(Exercise aim)
Reproduce all records exactly.
## Start
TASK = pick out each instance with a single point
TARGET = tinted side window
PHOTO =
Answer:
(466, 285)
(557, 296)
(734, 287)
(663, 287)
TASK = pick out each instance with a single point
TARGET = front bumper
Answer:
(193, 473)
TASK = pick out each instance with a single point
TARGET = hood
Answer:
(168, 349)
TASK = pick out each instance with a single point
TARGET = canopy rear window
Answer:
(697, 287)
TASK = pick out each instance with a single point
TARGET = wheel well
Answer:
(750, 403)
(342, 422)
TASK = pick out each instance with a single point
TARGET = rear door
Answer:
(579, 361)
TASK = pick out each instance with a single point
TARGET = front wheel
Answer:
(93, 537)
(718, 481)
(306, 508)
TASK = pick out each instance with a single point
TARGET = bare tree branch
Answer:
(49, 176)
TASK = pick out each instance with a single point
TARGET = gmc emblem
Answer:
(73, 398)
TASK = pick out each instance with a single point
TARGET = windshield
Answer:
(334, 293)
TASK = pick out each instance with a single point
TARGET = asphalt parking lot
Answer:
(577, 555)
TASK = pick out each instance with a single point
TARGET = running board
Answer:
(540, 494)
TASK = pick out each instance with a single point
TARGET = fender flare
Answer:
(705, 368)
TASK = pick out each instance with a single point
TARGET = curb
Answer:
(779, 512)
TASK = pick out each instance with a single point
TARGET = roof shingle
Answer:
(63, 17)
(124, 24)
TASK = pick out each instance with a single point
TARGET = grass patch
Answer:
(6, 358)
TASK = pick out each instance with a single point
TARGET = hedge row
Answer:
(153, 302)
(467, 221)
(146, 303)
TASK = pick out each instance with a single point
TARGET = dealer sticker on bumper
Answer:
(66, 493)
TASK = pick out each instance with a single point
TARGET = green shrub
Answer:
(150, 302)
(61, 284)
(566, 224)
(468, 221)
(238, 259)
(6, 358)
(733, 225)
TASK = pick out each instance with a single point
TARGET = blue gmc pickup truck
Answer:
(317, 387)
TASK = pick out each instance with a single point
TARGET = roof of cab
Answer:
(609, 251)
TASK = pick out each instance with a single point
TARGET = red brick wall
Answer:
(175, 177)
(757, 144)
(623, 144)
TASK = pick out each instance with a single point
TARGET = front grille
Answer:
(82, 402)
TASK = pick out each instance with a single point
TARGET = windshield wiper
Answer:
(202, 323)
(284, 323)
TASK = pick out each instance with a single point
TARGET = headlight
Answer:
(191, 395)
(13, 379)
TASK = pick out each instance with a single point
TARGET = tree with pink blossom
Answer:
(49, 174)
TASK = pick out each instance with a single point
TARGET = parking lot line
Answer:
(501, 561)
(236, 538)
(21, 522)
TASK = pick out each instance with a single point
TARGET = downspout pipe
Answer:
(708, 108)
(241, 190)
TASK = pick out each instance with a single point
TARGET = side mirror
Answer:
## End
(Complete answer)
TASK = pick out each instance with a single point
TARGET = tinted side window
PHOTO =
Answer:
(466, 285)
(557, 296)
(734, 287)
(663, 287)
TASK = pick out each instance with a single point
TARGET = front bumper
Answer:
(193, 473)
TASK = pick out each instance with a single point
TARGET = hood
Answer:
(168, 349)
TASK = pick out each instance with a single point
TARGET = canopy rear window
Answer:
(697, 287)
TASK = pick out each instance with a single point
TARGET = wheel well
Answer:
(750, 403)
(342, 422)
TASK = pick out each instance with a single point
TARGET = rear door
Answer:
(579, 361)
TASK = pick out each instance with a single point
TARGET = front wheel
Answer:
(93, 537)
(718, 481)
(306, 508)
TASK = pick out each instance with a single point
TARGET = bare tree branch
Answer:
(49, 176)
TASK = pick out each instance with a single point
TARGET = gmc emblem
Answer:
(73, 398)
TASK = pick out each instance with a single point
TARGET = windshield
Answer:
(334, 293)
TASK = pick out each instance with a single point
TARGET = asphalt parking lot
Answer:
(577, 555)
TASK = pick out each instance with a single point
TARGET = running board
Answer:
(540, 494)
TASK = pick out each instance with a single point
TARGET = fender flare
Answer:
(705, 368)
TASK = pick out each instance with a single point
TARGET = curb
Answer:
(779, 512)
TASK = pick out each instance with a single point
TARGET = roof shingle
Answer:
(63, 17)
(124, 24)
TASK = pick out each instance with a single point
TARGET = grass patch
Answer:
(6, 358)
TASK = pick out each instance with a single point
TARGET = hedge row
Answer:
(153, 302)
(467, 221)
(146, 303)
TASK = pick out each instance with a single point
TARGET = dealer sticker on bumper
Answer:
(66, 493)
TASK = pick out each instance with a single point
TARGET = green shrub
Answer:
(150, 302)
(61, 284)
(566, 224)
(468, 221)
(238, 259)
(6, 358)
(733, 225)
TASK = pick out each instance with a single point
TARGET = blue gmc pickup truck
Answer:
(317, 387)
TASK = pick out each instance with a single point
TARGET = roof of cab
Answer:
(609, 251)
TASK = pick out each instance with a single point
TARGET = red brick wall
Answer:
(175, 177)
(757, 144)
(623, 144)
TASK = pick out each instance with a single point
TARGET = front grille
Answer:
(82, 402)
TASK = pick out each instance with a single point
TARGET = windshield wiper
Answer:
(202, 323)
(284, 323)
TASK = pick out each instance with a single point
TARGET = headlight
Answer:
(191, 395)
(13, 379)
TASK = pick out each instance with a single point
TARGET = tree with pink blossom
Answer:
(49, 174)
TASK = pick out each instance with a single point
TARGET = parking lot line
Answer:
(501, 561)
(236, 538)
(21, 522)
TASK = pick out each instance with a single point
TARGET = downspout pipe
Answer:
(708, 108)
(241, 190)
TASK = pick out each instance with a single point
TARGET = side mirror
Answer:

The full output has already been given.